Tasks to perform ->
[A] Translate this sentence from the UBM shareholder meeting announcement into French: "Engagement with the Competition and Markets Authority in the UK is underway and both UBM and Informa remain confident of completion by the end of the second quarter of 2018."
[B] Quote the UBM shareholder meeting announcement word for word, beginning at the words "Number of Scheme Shareholders voting: For: 593" and stopping after "quarter of 2018.".
[C] Continue the UBM shareholder meeting announcement past its final sentence.

Provided passage ->

NOT FOR RELEASE, PUBLICATION OR DISTRIBUTION, IN WHOLE OR IN PART, IN, INTO OR FROM ANY JURISDICTION WHERE TO DO SO WOULD CONSTITUTE A VIOLATION OF THE RELEVANT LAWS OF THAT JURISDICTION

THIS ANNOUNCEMENT CONTAINS INSIDE INFORMATION

17 April 2018

 

Recommended Offer

for

UBM plc ("UBM")

by

Informa PLC ("Informa")

Results of Court Meeting and General Meeting

UBM is pleased to announce that at a Court Meeting and General Meeting of UBM Shareholders held earlier today in connection with the recommended offer for UBM by Informa to be effected by means of a Court-sanctioned scheme of arrangement under the Jersey Companies Law, all the resolutions proposed were duly passed.

At the Court Meeting, a majority in number of Scheme Shareholders, who voted (either in person or by proxy) and who together represented over 3/4ths of the voting rights of Scheme Shareholders who are on UBM's register of members at the Voting Record Time, voted in favour of the resolution to approve the Scheme. The resolution was accordingly passed.

At the General Meeting, the Special Resolution to approve the Scheme and provide for its implementation, including the amendment of UBM's articles of association, was also passed by 2/3rds of votes cast by UBM Shareholders.

Full details of the resolutions are set out in the notices of the Court Meeting and the General Meeting contained in the Scheme Document sent to UBM Shareholders dated 14 March 2018.

COURT MEETING The voting on the resolution to approve the Scheme was taken on a poll and the results were as follows:

Number of Scheme Shareholders voting: For: 593 (95.80%) Against: 26 (4.20%)

Number of votes: For: 267,832,896 (99.83%) Against: 446,090 (0.17%)

Percentage of eligible Scheme Shares voted: For: 67.96% Against: 0.11%

GENERAL MEETING The voting on the Special Resolution to approve the Scheme and provide for its implementation, including the amendment of UBM's articles of association, was taken on a poll and the results were as follows:

Number of votes: For: 267,561,390 (99.82%) Against: 471,276 (0.18%) Withheld: 27,236

Completion of the acquisition remains subject to the satisfaction or waiver of the other Conditions set out in the Scheme Document. Engagement with the Competition and Markets Authority in the UK is underway and both UBM and Informa remain confident of completion by the end of the second quarter of 2018.

UBM will give adequate notice of the date and time of the Scheme Court Sanction Hearing, when known, by issuing an announcement through a Regulatory Information Service, with such announcement being made available on UBM's website at www.ubm.com.

Collected data ->
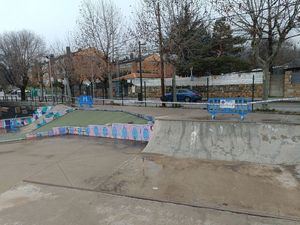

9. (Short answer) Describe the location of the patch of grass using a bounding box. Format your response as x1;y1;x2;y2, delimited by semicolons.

Task answers ->
[A] Les échanges avec la Competition and Markets Authority au Royaume-Uni sont en cours, et UBM comme Informa restent confiants quant à la réalisation de l'opération d'ici la fin du deuxième trimestre 2018.

[B]
Number of Scheme Shareholders voting: For: 593 (95.80%) Against: 26 (4.20%)

Number of votes: For: 267,832,896 (99.83%) Against: 446,090 (0.17%)

Percentage of eligible Scheme Shares voted: For: 67.96% Against: 0.11%

GENERAL MEETING The voting on the Special Resolution to approve the Scheme and provide for its implementation, including the amendment of UBM's articles of association, was taken on a poll and the results were as follows:

Number of votes: For: 267,561,390 (99.82%) Against: 471,276 (0.18%) Withheld: 27,236

Completion of the acquisition remains subject to the satisfaction or waiver of the other Conditions set out in the Scheme Document. Engagement with the Competition and Markets Authority in the UK is underway and both UBM and Informa remain confident of completion by the end of the second quarter of 2018.

[C]
A copy of the special resolution passed at the General Meeting has been submitted to the Financial Conduct Authority and will shortly be available for inspection on the National Storage Mechanism at www.hemscott.com/nsm.do.

Defined terms used but not defined in this announcement have the meanings set out in the Scheme Document.

Enquiries:

UBM

Tim Cobbold, Chief Executive Officer

+44 (0) 20 7921 5023

Marina Wyatt, Chief Financial Officer

+44 (0) 20 7921 5023

Kate Postans, Head of Investor Relations & Corporate Communications

+44 (0) 20 7921 5023

Credit Suisse (Financial adviser and corporate broker to UBM)

Gillian Sheldon / John Hannaford / Joe Hannon / Kush Nanjee

+44 (0) 20 7888 8888

J.P. Morgan Cazenove (Financial adviser and corporate broker to UBM)

Hugo Baring / Dwayne Lysaght / Thomas White / Adam Laursen

+44 (0) 20 7742 4000

Brunswick (Corporate communications adviser to UBM)

Caroline Daniel / Craig Breheny / Imran Jina

+44 (0) 20 7404 5959

 

Credit Suisse International ("Credit Suisse"), which is authorised by the PRA and regulated by the FCA and the PRA in the United Kingdom, is acting as financial adviser exclusively for UBM and no one else in connection with the matters set out in this announcement and will not be responsible to any person other than UBM for providing the protections afforded to clients of Credit Suisse, nor for providing advice in relation to the content of this announcement or any matter referred to herein. Neither Credit Suisse nor any of its subsidiaries, branches or affiliates owes or accepts any duty, liability or responsibility whatsoever (whether direct or indirect, whether in contract, in tort, under statute or otherwise) to any person who is not a client of Credit Suisse in connection with this announcement, any statement contained herein or otherwise.

J.P. Morgan Securities plc, which conducts its UK investment banking business as J.P. Morgan Cazenove ("J.P. Morgan Cazenove"), is authorised in the United Kingdom by the PRA and regulated in the United Kingdom by the PRA and the FCA. J.P. Morgan Cazenove is acting as financial adviser exclusively for UBM and no one else in connection with the matters set out in this announcement and will not regard any other person as its client in relation to the matters set out in this announcement and will not be responsible to anyone other than UBM for providing the protections afforded to clients of J.P. Morgan Cazenove or its affiliates, or for providing advice in relation to any matter referred to herein.

Disclosure requirements of the Takeover Code (the "Code")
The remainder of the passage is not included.